··· Data shown
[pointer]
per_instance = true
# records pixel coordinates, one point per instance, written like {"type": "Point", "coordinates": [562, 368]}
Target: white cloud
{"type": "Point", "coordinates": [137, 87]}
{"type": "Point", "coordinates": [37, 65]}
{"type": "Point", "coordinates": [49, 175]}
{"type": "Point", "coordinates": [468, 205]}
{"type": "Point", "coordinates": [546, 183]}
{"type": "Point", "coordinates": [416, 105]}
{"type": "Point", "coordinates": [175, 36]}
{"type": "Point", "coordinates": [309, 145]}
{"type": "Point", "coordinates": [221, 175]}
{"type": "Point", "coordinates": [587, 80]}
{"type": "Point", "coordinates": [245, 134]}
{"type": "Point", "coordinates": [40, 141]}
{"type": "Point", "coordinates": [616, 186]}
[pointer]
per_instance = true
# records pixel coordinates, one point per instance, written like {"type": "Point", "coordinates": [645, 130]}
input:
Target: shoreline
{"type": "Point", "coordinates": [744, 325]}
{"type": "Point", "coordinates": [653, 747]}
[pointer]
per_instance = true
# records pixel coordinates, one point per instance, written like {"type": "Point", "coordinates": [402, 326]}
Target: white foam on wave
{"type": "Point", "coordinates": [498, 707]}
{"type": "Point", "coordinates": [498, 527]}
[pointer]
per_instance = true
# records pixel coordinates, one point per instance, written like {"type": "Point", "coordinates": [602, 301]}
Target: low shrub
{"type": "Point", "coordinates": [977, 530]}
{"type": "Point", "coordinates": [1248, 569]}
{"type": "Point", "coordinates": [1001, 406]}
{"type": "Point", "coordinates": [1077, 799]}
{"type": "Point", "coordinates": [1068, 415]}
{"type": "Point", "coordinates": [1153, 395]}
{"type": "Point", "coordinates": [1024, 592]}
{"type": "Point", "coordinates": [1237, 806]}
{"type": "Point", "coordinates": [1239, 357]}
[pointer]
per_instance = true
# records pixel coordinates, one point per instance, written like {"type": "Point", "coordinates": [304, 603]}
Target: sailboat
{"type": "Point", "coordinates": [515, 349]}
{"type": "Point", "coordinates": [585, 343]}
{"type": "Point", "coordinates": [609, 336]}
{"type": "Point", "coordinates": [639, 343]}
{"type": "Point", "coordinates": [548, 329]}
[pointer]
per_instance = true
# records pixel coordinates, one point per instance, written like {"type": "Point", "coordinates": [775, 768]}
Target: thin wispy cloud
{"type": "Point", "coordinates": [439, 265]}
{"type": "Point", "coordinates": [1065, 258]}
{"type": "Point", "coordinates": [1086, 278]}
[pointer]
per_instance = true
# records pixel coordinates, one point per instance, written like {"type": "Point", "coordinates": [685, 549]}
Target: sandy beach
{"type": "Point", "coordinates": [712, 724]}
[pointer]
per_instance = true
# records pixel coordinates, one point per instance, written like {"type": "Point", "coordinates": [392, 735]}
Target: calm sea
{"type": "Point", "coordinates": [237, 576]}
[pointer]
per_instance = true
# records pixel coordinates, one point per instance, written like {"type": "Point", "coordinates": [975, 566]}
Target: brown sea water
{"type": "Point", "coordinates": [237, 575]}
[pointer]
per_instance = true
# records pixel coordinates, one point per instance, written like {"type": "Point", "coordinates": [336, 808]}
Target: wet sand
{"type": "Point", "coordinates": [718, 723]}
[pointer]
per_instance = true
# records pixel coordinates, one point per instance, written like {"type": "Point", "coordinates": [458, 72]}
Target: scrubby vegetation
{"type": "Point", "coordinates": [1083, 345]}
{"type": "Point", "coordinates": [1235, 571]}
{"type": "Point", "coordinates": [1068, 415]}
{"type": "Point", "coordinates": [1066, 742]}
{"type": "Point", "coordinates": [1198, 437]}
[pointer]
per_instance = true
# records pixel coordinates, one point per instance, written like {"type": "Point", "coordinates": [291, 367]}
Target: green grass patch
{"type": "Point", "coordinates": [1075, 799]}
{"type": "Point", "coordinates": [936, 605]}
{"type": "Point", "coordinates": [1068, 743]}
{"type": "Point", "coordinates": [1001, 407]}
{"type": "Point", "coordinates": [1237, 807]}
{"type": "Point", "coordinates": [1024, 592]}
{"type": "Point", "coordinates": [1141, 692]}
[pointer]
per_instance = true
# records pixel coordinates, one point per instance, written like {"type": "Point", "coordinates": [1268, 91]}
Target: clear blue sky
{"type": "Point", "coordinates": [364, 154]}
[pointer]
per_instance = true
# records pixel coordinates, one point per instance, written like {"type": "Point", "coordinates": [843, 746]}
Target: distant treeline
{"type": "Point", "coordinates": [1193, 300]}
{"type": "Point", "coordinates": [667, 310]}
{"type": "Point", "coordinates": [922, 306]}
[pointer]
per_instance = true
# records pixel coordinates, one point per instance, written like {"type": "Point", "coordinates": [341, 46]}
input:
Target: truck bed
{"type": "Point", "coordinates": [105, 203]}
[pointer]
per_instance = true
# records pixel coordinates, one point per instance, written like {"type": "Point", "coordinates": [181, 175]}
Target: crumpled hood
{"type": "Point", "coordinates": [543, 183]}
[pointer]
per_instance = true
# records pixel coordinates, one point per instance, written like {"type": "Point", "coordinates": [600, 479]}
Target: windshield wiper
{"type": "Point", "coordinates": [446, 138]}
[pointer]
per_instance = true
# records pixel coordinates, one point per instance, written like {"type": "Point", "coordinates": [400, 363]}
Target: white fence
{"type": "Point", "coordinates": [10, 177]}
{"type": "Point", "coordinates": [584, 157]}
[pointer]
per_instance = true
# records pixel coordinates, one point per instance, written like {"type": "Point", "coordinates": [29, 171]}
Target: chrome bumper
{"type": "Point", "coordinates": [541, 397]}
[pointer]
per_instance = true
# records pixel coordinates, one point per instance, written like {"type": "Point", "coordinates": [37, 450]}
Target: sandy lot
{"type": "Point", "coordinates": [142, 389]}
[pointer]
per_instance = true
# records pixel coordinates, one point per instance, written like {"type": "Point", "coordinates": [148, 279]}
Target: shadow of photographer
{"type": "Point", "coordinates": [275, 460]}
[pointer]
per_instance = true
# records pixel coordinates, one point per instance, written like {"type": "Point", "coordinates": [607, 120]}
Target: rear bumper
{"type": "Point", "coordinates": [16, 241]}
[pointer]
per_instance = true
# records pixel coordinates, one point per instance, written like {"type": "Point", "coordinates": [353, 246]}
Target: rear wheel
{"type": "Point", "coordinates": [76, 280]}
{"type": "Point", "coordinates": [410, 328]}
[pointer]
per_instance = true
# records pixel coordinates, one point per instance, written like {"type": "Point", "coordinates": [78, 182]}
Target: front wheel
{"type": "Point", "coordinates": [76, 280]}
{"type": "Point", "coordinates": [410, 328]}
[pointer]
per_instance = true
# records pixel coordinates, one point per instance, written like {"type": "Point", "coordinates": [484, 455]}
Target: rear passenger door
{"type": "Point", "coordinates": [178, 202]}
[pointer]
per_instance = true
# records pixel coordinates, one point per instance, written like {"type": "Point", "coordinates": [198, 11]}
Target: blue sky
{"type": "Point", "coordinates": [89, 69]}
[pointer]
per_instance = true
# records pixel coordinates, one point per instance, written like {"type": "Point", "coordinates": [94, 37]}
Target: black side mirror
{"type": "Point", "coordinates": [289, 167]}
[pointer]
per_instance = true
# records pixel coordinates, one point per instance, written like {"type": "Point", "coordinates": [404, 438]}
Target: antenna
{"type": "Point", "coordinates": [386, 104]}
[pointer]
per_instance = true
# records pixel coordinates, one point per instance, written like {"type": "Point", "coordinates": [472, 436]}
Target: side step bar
······
• What is needed
Reprint every entry exactly.

• Response
[pointer]
per_instance = true
# records pixel coordinates, one point per instance, written like {"type": "Point", "coordinates": [562, 368]}
Target: white cloud
{"type": "Point", "coordinates": [137, 87]}
{"type": "Point", "coordinates": [37, 65]}
{"type": "Point", "coordinates": [49, 175]}
{"type": "Point", "coordinates": [468, 205]}
{"type": "Point", "coordinates": [546, 183]}
{"type": "Point", "coordinates": [416, 105]}
{"type": "Point", "coordinates": [175, 36]}
{"type": "Point", "coordinates": [309, 145]}
{"type": "Point", "coordinates": [221, 175]}
{"type": "Point", "coordinates": [587, 80]}
{"type": "Point", "coordinates": [245, 134]}
{"type": "Point", "coordinates": [40, 141]}
{"type": "Point", "coordinates": [616, 186]}
[pointer]
per_instance = true
# records pixel coordinates, one point per instance, written like {"type": "Point", "coordinates": [645, 130]}
input:
Target: shoreline
{"type": "Point", "coordinates": [744, 325]}
{"type": "Point", "coordinates": [653, 747]}
[pointer]
per_instance = true
# records pixel coordinates, one point per instance, written like {"type": "Point", "coordinates": [402, 326]}
Target: white foam on wave
{"type": "Point", "coordinates": [498, 707]}
{"type": "Point", "coordinates": [498, 527]}
[pointer]
per_instance = true
# records pixel coordinates, one point per instance, written like {"type": "Point", "coordinates": [602, 301]}
Target: low shrub
{"type": "Point", "coordinates": [977, 530]}
{"type": "Point", "coordinates": [1248, 569]}
{"type": "Point", "coordinates": [1001, 406]}
{"type": "Point", "coordinates": [1077, 799]}
{"type": "Point", "coordinates": [1068, 415]}
{"type": "Point", "coordinates": [1153, 395]}
{"type": "Point", "coordinates": [1024, 592]}
{"type": "Point", "coordinates": [1237, 806]}
{"type": "Point", "coordinates": [1239, 357]}
[pointer]
per_instance = true
# records pixel coordinates, one point per instance, written like {"type": "Point", "coordinates": [304, 603]}
Target: sailboat
{"type": "Point", "coordinates": [515, 349]}
{"type": "Point", "coordinates": [585, 343]}
{"type": "Point", "coordinates": [609, 336]}
{"type": "Point", "coordinates": [639, 343]}
{"type": "Point", "coordinates": [548, 329]}
[pointer]
per_instance = true
# records pixel coordinates, one point per instance, written like {"type": "Point", "coordinates": [775, 768]}
Target: thin wispy cloud
{"type": "Point", "coordinates": [439, 265]}
{"type": "Point", "coordinates": [1065, 258]}
{"type": "Point", "coordinates": [1086, 278]}
[pointer]
per_instance = true
# records pixel coordinates, one point per instance, written like {"type": "Point", "coordinates": [685, 549]}
Target: sandy beach
{"type": "Point", "coordinates": [712, 724]}
[pointer]
per_instance = true
# records pixel coordinates, one point per instance, written like {"type": "Point", "coordinates": [392, 735]}
Target: calm sea
{"type": "Point", "coordinates": [237, 576]}
[pointer]
per_instance = true
# records pixel coordinates, one point per instance, written like {"type": "Point", "coordinates": [975, 566]}
Target: brown sea water
{"type": "Point", "coordinates": [237, 575]}
[pointer]
per_instance = true
# records pixel coordinates, one point per instance, written like {"type": "Point", "coordinates": [336, 808]}
Target: wet sand
{"type": "Point", "coordinates": [718, 723]}
[pointer]
per_instance = true
# records pixel coordinates, one point per instance, written like {"type": "Point", "coordinates": [458, 72]}
Target: scrubby vegetation
{"type": "Point", "coordinates": [1083, 345]}
{"type": "Point", "coordinates": [1235, 571]}
{"type": "Point", "coordinates": [1068, 415]}
{"type": "Point", "coordinates": [1066, 742]}
{"type": "Point", "coordinates": [1198, 437]}
[pointer]
per_instance = true
# records pixel coordinates, one point per instance, written like {"type": "Point", "coordinates": [291, 367]}
Target: green grass patch
{"type": "Point", "coordinates": [1075, 799]}
{"type": "Point", "coordinates": [936, 605]}
{"type": "Point", "coordinates": [1068, 743]}
{"type": "Point", "coordinates": [1001, 407]}
{"type": "Point", "coordinates": [1237, 807]}
{"type": "Point", "coordinates": [1024, 592]}
{"type": "Point", "coordinates": [1141, 692]}
[pointer]
per_instance = true
# records pixel coordinates, one point per instance, written like {"type": "Point", "coordinates": [1268, 91]}
Target: clear blue sky
{"type": "Point", "coordinates": [364, 154]}
[pointer]
per_instance = true
# records pixel coordinates, one point per instance, written like {"type": "Point", "coordinates": [843, 746]}
Target: distant treeline
{"type": "Point", "coordinates": [1193, 300]}
{"type": "Point", "coordinates": [667, 310]}
{"type": "Point", "coordinates": [922, 306]}
[pointer]
per_instance = true
# records pixel coordinates, one point per instance, written like {"type": "Point", "coordinates": [341, 46]}
input:
Target: truck bed
{"type": "Point", "coordinates": [105, 203]}
[pointer]
per_instance = true
# records pixel coordinates, one point per instance, written like {"type": "Point", "coordinates": [181, 175]}
Target: crumpled hood
{"type": "Point", "coordinates": [543, 183]}
[pointer]
per_instance = true
# records pixel coordinates, one point per instance, written like {"type": "Point", "coordinates": [600, 479]}
Target: windshield wiper
{"type": "Point", "coordinates": [446, 138]}
[pointer]
per_instance = true
# records pixel coordinates, one point per instance, written like {"type": "Point", "coordinates": [400, 363]}
Target: white fence
{"type": "Point", "coordinates": [10, 177]}
{"type": "Point", "coordinates": [584, 157]}
[pointer]
per_instance = true
# records pixel coordinates, one point per instance, written like {"type": "Point", "coordinates": [29, 171]}
Target: chrome bumper
{"type": "Point", "coordinates": [541, 397]}
[pointer]
per_instance = true
# records pixel coordinates, one point per instance, written like {"type": "Point", "coordinates": [37, 450]}
Target: sandy lot
{"type": "Point", "coordinates": [142, 389]}
[pointer]
per_instance = true
# records pixel coordinates, one point per instance, written like {"type": "Point", "coordinates": [148, 279]}
Target: shadow of photographer
{"type": "Point", "coordinates": [275, 460]}
[pointer]
per_instance = true
# records pixel coordinates, one point per instance, written like {"type": "Point", "coordinates": [607, 120]}
Target: rear bumper
{"type": "Point", "coordinates": [16, 241]}
[pointer]
per_instance = true
# records pixel coordinates, one point per instance, written like {"type": "Point", "coordinates": [353, 246]}
Target: rear wheel
{"type": "Point", "coordinates": [76, 280]}
{"type": "Point", "coordinates": [410, 328]}
[pointer]
per_instance = true
# records pixel coordinates, one point per instance, written like {"type": "Point", "coordinates": [78, 182]}
Target: front wheel
{"type": "Point", "coordinates": [76, 280]}
{"type": "Point", "coordinates": [410, 328]}
[pointer]
per_instance = true
# records pixel coordinates, one point per instance, written like {"type": "Point", "coordinates": [484, 455]}
Target: rear passenger door
{"type": "Point", "coordinates": [178, 202]}
[pointer]
per_instance = true
# records pixel coordinates, one point per instance, written like {"type": "Point", "coordinates": [198, 11]}
Target: blue sky
{"type": "Point", "coordinates": [89, 69]}
[pointer]
per_instance = true
# records pixel coordinates, one point per instance, written like {"type": "Point", "coordinates": [94, 37]}
Target: black side mirror
{"type": "Point", "coordinates": [289, 167]}
[pointer]
per_instance = true
# records pixel coordinates, one point per instance, written like {"type": "Point", "coordinates": [404, 438]}
Target: antenna
{"type": "Point", "coordinates": [386, 104]}
[pointer]
per_instance = true
# records pixel coordinates, one point per instance, written like {"type": "Point", "coordinates": [472, 436]}
Target: side step bar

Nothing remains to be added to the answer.